▶ Brief:
Pictures stay out; everything else in the records below is to be repeated exactly.

▶ Dataset content:
*** Begin section ***
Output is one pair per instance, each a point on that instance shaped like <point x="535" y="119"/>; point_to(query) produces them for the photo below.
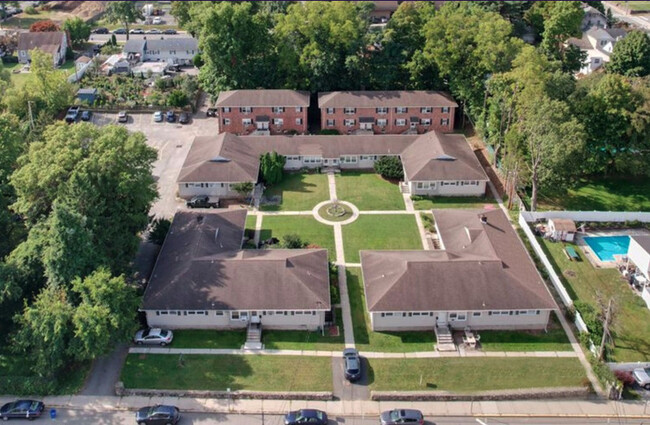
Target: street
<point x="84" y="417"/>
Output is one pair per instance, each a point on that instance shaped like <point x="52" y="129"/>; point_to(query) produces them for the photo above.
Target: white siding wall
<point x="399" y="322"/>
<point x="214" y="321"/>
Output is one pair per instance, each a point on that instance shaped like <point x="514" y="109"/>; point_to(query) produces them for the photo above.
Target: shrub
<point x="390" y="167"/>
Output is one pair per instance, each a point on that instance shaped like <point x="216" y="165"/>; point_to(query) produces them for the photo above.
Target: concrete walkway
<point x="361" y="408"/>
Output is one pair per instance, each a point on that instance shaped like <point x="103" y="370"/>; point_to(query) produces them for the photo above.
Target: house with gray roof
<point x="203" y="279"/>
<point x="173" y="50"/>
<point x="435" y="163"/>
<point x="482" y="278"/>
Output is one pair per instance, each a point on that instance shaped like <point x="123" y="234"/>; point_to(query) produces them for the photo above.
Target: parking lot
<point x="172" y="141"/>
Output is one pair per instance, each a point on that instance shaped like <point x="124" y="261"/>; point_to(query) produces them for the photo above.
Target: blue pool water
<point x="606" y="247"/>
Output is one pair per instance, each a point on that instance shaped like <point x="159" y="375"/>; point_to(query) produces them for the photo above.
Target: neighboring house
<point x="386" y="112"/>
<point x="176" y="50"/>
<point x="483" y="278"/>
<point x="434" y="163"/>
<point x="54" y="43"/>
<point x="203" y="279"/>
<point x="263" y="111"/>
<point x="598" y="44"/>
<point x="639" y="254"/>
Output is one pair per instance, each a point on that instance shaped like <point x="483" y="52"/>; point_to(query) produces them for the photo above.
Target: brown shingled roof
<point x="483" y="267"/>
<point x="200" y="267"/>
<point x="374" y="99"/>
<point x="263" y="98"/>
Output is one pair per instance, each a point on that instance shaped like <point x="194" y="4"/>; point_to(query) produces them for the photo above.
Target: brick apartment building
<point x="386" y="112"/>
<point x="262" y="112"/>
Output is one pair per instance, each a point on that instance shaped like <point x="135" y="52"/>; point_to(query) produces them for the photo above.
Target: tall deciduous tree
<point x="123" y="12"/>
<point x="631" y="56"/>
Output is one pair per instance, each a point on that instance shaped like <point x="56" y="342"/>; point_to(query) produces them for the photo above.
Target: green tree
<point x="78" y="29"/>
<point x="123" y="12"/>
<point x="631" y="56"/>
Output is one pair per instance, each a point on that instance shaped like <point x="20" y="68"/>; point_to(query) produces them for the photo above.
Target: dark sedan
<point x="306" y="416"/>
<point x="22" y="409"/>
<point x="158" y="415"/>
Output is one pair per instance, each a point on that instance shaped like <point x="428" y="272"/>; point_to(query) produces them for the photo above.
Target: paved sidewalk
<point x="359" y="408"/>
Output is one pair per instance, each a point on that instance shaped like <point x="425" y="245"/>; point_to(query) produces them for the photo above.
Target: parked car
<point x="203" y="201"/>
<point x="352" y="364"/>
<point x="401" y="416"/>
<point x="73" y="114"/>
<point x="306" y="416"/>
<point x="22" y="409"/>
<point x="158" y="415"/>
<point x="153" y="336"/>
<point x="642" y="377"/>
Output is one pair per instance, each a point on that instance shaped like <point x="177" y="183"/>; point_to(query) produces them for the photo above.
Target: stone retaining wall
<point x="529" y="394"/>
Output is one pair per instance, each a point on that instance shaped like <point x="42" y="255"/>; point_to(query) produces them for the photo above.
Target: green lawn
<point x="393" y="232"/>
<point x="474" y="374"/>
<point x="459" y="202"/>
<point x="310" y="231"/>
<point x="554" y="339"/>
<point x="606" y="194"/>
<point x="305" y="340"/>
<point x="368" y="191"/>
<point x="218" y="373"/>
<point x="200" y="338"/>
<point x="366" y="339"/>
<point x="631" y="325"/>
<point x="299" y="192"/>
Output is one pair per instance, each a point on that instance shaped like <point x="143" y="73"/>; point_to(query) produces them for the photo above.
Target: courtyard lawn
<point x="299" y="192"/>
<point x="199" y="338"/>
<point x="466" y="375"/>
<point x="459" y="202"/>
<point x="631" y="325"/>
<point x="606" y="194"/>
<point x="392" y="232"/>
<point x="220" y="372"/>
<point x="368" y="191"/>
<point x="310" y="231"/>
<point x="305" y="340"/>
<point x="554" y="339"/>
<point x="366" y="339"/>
*** End section ***
▶ Output of the exercise:
Output is one pair per instance, each a point on that instance shaped like <point x="535" y="119"/>; point_to(query) produces them for the photo below.
Target: street
<point x="84" y="417"/>
Output is one pair per instance, each a point on that instance shaped like <point x="52" y="129"/>; point_to(query) produces them for the photo above.
Target: white siding wall
<point x="399" y="322"/>
<point x="214" y="321"/>
Output is one pair per instance, each a point on that instance shaped like <point x="514" y="109"/>; point_to(query) produces them for the photo above.
Target: shrub
<point x="390" y="167"/>
Output is one pair per instance, each a point on that instance shaped like <point x="216" y="165"/>; point_to(query) produces them for the photo above.
Target: concrete walkway
<point x="361" y="408"/>
Output is one pair per instance, each a point on that instance shaped like <point x="103" y="370"/>; point_to(query) produces them for the photo above.
Target: house with gray roof
<point x="203" y="279"/>
<point x="173" y="50"/>
<point x="435" y="163"/>
<point x="482" y="278"/>
Output is one pair per instance, each a point on that instance shaped like <point x="123" y="234"/>; point_to(query) produces them for the photo above.
Target: parking lot
<point x="172" y="141"/>
Output is one pair per instance, each a point on that instance shaped like <point x="124" y="261"/>; point_to(query) produces them for the photo above.
Target: blue pool water
<point x="606" y="247"/>
Output is one pair per instance, each a point on that instance shaped like <point x="159" y="375"/>; point_to(query) produces them for the photo above.
Target: neighboring house
<point x="386" y="112"/>
<point x="176" y="50"/>
<point x="483" y="278"/>
<point x="434" y="163"/>
<point x="54" y="43"/>
<point x="203" y="279"/>
<point x="263" y="111"/>
<point x="598" y="44"/>
<point x="639" y="254"/>
Output is one pair per instance, each a point on that instance shaped like <point x="483" y="52"/>; point_to(query) produces them for the photo above.
Target: brown shingled roof
<point x="483" y="267"/>
<point x="200" y="267"/>
<point x="374" y="99"/>
<point x="263" y="98"/>
Output is one pair per instance, each a point on that instance shaped like <point x="194" y="4"/>; point_to(query) produces them for the photo above.
Target: brick apartment building
<point x="386" y="112"/>
<point x="262" y="112"/>
Output is one pair per instance, each a point on that instance shaped like <point x="135" y="52"/>; point_to(query) produces them for the photo above.
Target: tall deciduous tree
<point x="123" y="12"/>
<point x="631" y="56"/>
Output is one pair per instance, each a point on that instance shaped like <point x="56" y="342"/>; point_to(query) produces them for the photo above.
Target: green tree
<point x="78" y="29"/>
<point x="123" y="12"/>
<point x="631" y="56"/>
Output is one pair per instance, each a point on that instance shaped like <point x="20" y="68"/>; point_to(query) produces them for the photo above.
Target: dark sedan
<point x="306" y="416"/>
<point x="22" y="409"/>
<point x="158" y="415"/>
Output is one pair per instance, each a point on that instance shaped like <point x="428" y="272"/>; point_to(query) produces them for the photo above.
Target: paved sidewalk
<point x="359" y="408"/>
Output is one pair per instance, each a point on that instance shaped like <point x="425" y="245"/>; point_to(query) produces them for the photo above.
Target: parked car
<point x="203" y="201"/>
<point x="352" y="364"/>
<point x="401" y="416"/>
<point x="73" y="114"/>
<point x="306" y="416"/>
<point x="22" y="409"/>
<point x="158" y="415"/>
<point x="153" y="336"/>
<point x="642" y="377"/>
Output is one pair per instance, each a point on that instance shaped like <point x="177" y="183"/>; point_to(query) produces them for the photo above.
Target: stone retaining wall
<point x="529" y="394"/>
Output is one pair per instance, each a point on that instance shaped like <point x="42" y="255"/>; point_to(query) produces them for the photo above.
Target: green lawn
<point x="393" y="232"/>
<point x="474" y="374"/>
<point x="459" y="202"/>
<point x="310" y="231"/>
<point x="554" y="339"/>
<point x="606" y="194"/>
<point x="305" y="340"/>
<point x="368" y="191"/>
<point x="218" y="373"/>
<point x="200" y="338"/>
<point x="366" y="339"/>
<point x="631" y="325"/>
<point x="299" y="192"/>
Output is one pair per instance, each a point on that instance shaped like <point x="143" y="73"/>; point_to(query) produces them for the photo above.
Target: courtyard lawn
<point x="299" y="192"/>
<point x="199" y="338"/>
<point x="466" y="375"/>
<point x="459" y="202"/>
<point x="631" y="325"/>
<point x="606" y="194"/>
<point x="392" y="232"/>
<point x="220" y="372"/>
<point x="368" y="191"/>
<point x="310" y="231"/>
<point x="305" y="340"/>
<point x="554" y="339"/>
<point x="366" y="339"/>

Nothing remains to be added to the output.